- Problem set
**1.** According to the passage about Cochrane and Dettori, what award did Cochrane receive for his efforts to save Dettori?
**2.** Please retype the passage about Cochrane and Dettori word for word, starting at "Cochrane - whose" and ending at "to save Dettori.".
**3.** Extend the passage about Cochrane and Dettori, picking up right after its last sentence.

- Passage to read
******************************

Cochrane - whose other Classic successes include triumphs in the Oaks and 1,000 Guineas, both in 1986 on Midway Lady, as well as Kahyasi's 1988 Irish Derby win - retired soon after that fateful plane crash.
The incident occurred in 2000 at RAF Newmarket, 52-year-old pilot Patrick Mackey losing his life. The two jockeys were both injured when the light aircraft crashed on take-off for a short flight to Goodwood racecourse.
Cochrane was awarded the Queen's Commendation for Bravery for his efforts to save Dettori.
But Cochrane modestly plays down his role.
"I helped Frankie out of the plane - it's what anyone would have done. I was the only one there to do it," he said.
"I don't regard it as saving his life. The pilot Patrick Mackey lost his life. We were devastated but obviously his family were hardest hit."
The Down man and Dettori had always been close pals and when Cochrane decided to quit the saddle, the role of becoming the Italian's agent seemed a natural fit.
"The plane crash was a factor in my retirement. I picked up a few injuries and my head was telling me it was time to call it a day," he recalls.
"Frankie and I had always been good friends. He phoned me and asked me if I wanted to become his agent.
"I've represented other jockeys over the years but now Frankie is my sole client and that's the way I want it.

******************************

- Data shown
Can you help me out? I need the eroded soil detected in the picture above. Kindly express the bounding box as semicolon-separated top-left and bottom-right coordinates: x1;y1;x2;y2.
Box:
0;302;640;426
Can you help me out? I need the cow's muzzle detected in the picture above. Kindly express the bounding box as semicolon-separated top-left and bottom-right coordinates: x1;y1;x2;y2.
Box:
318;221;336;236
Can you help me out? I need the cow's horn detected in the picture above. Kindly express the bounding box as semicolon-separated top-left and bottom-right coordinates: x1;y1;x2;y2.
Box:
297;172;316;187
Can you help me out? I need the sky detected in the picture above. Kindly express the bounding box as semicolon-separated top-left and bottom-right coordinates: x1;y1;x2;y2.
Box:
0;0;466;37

******************************

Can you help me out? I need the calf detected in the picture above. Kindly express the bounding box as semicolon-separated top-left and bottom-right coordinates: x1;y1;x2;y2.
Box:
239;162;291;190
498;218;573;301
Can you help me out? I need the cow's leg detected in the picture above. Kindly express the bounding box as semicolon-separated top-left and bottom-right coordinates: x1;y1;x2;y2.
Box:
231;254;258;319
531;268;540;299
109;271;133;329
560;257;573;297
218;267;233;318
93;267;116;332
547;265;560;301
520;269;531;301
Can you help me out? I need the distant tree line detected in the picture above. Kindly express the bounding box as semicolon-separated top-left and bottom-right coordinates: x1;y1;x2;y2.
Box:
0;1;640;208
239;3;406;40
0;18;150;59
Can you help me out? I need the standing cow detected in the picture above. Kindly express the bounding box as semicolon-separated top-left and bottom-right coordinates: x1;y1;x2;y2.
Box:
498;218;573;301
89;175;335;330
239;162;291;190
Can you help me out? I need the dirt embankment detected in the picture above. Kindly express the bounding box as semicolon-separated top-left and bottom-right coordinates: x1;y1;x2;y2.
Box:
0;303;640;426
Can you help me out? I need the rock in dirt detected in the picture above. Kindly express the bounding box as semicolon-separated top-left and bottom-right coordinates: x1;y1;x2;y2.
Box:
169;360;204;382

******************************

- Written answers
**1.** The Queen's Commendation for Bravery.

**2.**
Cochrane - whose other Classic successes include triumphs in the Oaks and 1,000 Guineas, both in 1986 on Midway Lady, as well as Kahyasi's 1988 Irish Derby win - retired soon after that fateful plane crash.
The incident occurred in 2000 at RAF Newmarket, 52-year-old pilot Patrick Mackey losing his life. The two jockeys were both injured when the light aircraft crashed on take-off for a short flight to Goodwood racecourse.
Cochrane was awarded the Queen's Commendation for Bravery for his efforts to save Dettori.

**3.**
"I could be representing a string of jockeys and be sitting on the phone in an office all day. But there's more to life than that.
"I have a lot of things going on. Anne and I have two dogs which we love to take for long walks.
"I play golf, I cycle and I have an allotment. I actually hurt my knee snowboarding last year and that has curtailed my cycling. We also have a motorhome that we love to head off in."
Dettori rides the favourites in the Epsom and French Derbies, Wings Of Desire in today's £1.5million showpiece and Foundation at Chantilly tomorrow.
The charismatic 45-year-old took a tumble at Leicester earlier in the week but Cochrane says Dettori is raring to go.
"Frankie is fighting fit for the Derby. Wings Of Desire has a favourite's chance. He's the form horse - and a rapidly improving horse," he said.
"Frankie has a very good chance in the French Derby too."
Dettori has had to show real character to make it back to the top, his partnership with Godolphin ending and his woes compounded by a failed drugs test leading to a six-month ban.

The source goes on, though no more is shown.